• Objective:
Please reproduce the lines below, unchanged, from the line with "of the flower." to the line with "Target: flower", including both of those lines.

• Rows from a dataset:
begin

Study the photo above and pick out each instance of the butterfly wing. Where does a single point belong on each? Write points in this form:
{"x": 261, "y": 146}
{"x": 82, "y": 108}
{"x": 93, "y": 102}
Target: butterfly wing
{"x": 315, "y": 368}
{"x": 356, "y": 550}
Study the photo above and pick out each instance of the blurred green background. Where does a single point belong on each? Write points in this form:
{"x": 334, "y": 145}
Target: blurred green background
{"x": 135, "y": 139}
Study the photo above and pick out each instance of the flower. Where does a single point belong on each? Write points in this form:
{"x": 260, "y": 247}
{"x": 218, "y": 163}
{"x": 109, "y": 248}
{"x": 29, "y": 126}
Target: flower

end
begin

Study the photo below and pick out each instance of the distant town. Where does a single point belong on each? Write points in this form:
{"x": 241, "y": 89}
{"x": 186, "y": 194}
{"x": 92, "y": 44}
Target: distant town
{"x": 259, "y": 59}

end

• Written solution:
Study the photo above and pick out each instance of the flower. Where does a single point belong on each? Write points in this form:
{"x": 260, "y": 247}
{"x": 218, "y": 163}
{"x": 109, "y": 248}
{"x": 29, "y": 126}
Target: flower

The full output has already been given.